### SOURCE TEXT
The clear political stance taken by the European Commission is a new trend, as the notion of the commission as a non-political caretaker of common European interests has been a central guarantee for European integration.
“During Juncker’s term, this assumption has broken down. Personally, I view the politicisation of the Commission with concern. It’s not a body whose membership is selected in democratic elections, even though the European Parliament oversees its operations,” Leino-Sandberg adds.
Missing the opportunity to discuss unfinished matters
Neither does Professor Leino-Sandberg consider the current exercise of power in terms of decision-making in the EU particularly open.
“The EU has rather good legal rules based on, among other factors, the opportunity to participate in decision-making and the public nature of all documents. However, EU institutions apply these rules with a narrow approach.”
“Decision-making is largely based on interinstitutional practices, being in nature ‘unofficial’ or ‘preliminary’ until the content of final decisions has already been agreed on. Only after this are matters made public.”
The founding principles of democratic decision-making should include an opportunity for citizens and civil society to conduct debate and have a say already during the decision-making process.
“In a course simulating the legislative process of the European Union organised at the University of Helsinki in the spring, law students role-played the actual process of passing legislative matters. What emerged as a central finding was the difficulty of gaining information on EU regulations in the middle of ongoing negotiations. Documents that according to treaties should be public are not that in practice,” Leino-Sandberg says.

### INFORMATION SUPPLIED
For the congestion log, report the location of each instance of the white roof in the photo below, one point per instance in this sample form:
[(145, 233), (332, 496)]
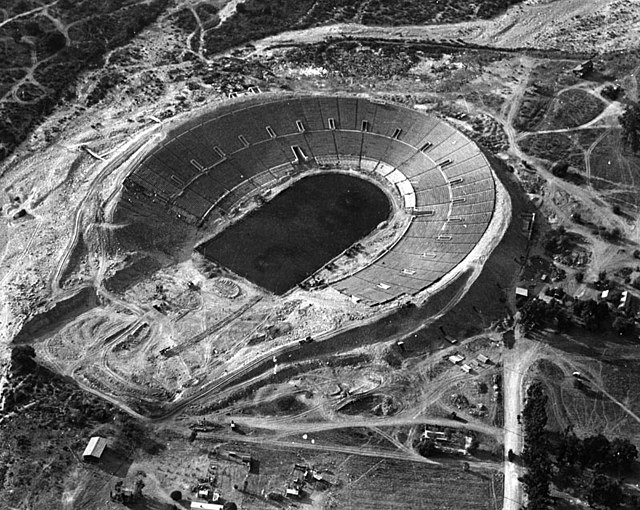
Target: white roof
[(409, 200), (95, 447), (384, 169), (396, 176), (405, 187), (205, 506)]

### WHAT THIS TASK INVOLVES
In the excerpt on EU decision-making, when are matters made public? The data above comes from a separate source, not from the excerpt on EU decision-making.

### EXERCISE ANSWER
Only after the content of final decisions has already been agreed on.